═══ Vorliegender Auszug
Die Bedenken hält Ulrich Noss vom Münchner Zentrum für Reproduktionsmedizin dagegen nicht für begründet. PID-Zentren würden jetzt nicht wie Pilze aus dem Boden sprießen, sagte der Arzt. "Man stellt sich diese Methode so leicht vor; aber sie bedarf einer gehörigen Grundmenge an Erfahrung." In ganz Bayern etwa kämen gerade mal sechs Zentren dafür in Frage.
Paare, die sich eine PID wünschen, werden sich diese künftig genehmigen lassen müssen. Denn über die Zulässigkeit jeder einzelnen PID-Untersuchung soll dem Verordnungsentwurf zufolge eine Ethikkommission entscheiden. Allerdings muss diese, wie in dem Entwurf betont wird, dem Antrag stattgeben, sofern die gesetzlichen Anforderungen erfüllt sind. Jedes Bundesland muss eine solche eigens für die PID zuständige Kommission einrichten, die aus acht Personen besteht - vier Ärzten, einem Ethiker, einem Juristen, einem Patienten- und einem Behindertenvertreter.
══════
═══ Erfasste Daten
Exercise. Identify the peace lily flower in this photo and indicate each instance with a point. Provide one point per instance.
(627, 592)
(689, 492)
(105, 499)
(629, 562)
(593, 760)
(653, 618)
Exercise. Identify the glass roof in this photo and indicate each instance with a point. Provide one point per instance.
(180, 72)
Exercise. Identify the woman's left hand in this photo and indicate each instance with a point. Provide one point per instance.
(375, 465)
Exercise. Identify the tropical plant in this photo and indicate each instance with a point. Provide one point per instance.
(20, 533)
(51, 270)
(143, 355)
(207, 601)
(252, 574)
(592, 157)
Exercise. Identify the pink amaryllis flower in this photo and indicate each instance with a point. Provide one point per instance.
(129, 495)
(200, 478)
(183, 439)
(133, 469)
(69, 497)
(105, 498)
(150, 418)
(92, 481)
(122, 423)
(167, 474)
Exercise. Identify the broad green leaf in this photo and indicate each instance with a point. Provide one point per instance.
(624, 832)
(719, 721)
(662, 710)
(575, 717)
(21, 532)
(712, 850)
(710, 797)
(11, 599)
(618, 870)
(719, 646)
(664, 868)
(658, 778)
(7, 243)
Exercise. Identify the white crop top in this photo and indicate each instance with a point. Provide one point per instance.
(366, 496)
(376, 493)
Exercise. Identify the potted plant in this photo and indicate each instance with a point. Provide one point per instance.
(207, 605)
══════
**Was zu tun ist**:
#1 Übertrage aus dem Auszug zur PID den Satz „Paare, die sich eine PID wünschen, werden sich diese künftig genehmigen lassen müssen.“ ins Englische.
#2 Schreib den Auszug zur PID im Anschluss an seinen letzten Satz weiter.
Die Einträge haben mit dem Auszug nichts zu tun.

**Lösungen zur Übung**:
#1 Couples who want PGD will in future have to get it approved.

#2
Politiker befürchten "Flickenteppich unterschiedlichster Bewertungen"
Diese Vielzahl der Kommissionen werde zu einem "Flickenteppich unterschiedlichster Bewertungen" führen, prophezeit der Vizevorsitzende der Unionsfraktion, Johannes Singhammer (CSU). Er befürchtet, "dass wir künftig sehr große Unterschiede bei der Beurteilung dessen haben werden, wann eine PID zulässig ist und wann nicht".
Singhammer beklagte auch das Widerspruchsrecht, das die Verordnung Paaren gegen das Votum der Ethikkommission einräumt. Er kritisierte die Übermacht der Ärzte in den Kommissionen und das Fehlen von Kirchenvertretern. Dass die Paare nach einer Ablehnung bei einer anderen Ethikkommission anfragen dürfen, werde zu einem "Hopping" hin zur liberalsten Kommission führen, ergänzte der Behindertenbeauftragte Hüppe in der Welt. Die PID sei damit quasi offen zugänglich.
Die Entscheidung würde ohnehin nur in Grenzfällen schwierig werden, sagt dagegen die Kieler Strafrechtsprofessorin Monika Frommel: "Es lassen sich fast alle Fälle leicht entscheiden." Frommel war im Juli 2010 zusammen mit einem Berliner Arzt vor den Bundesgerichtshof (BGH) gezogen und hatte das bis dahin bestehende PID-Verbot zu Fall gebracht.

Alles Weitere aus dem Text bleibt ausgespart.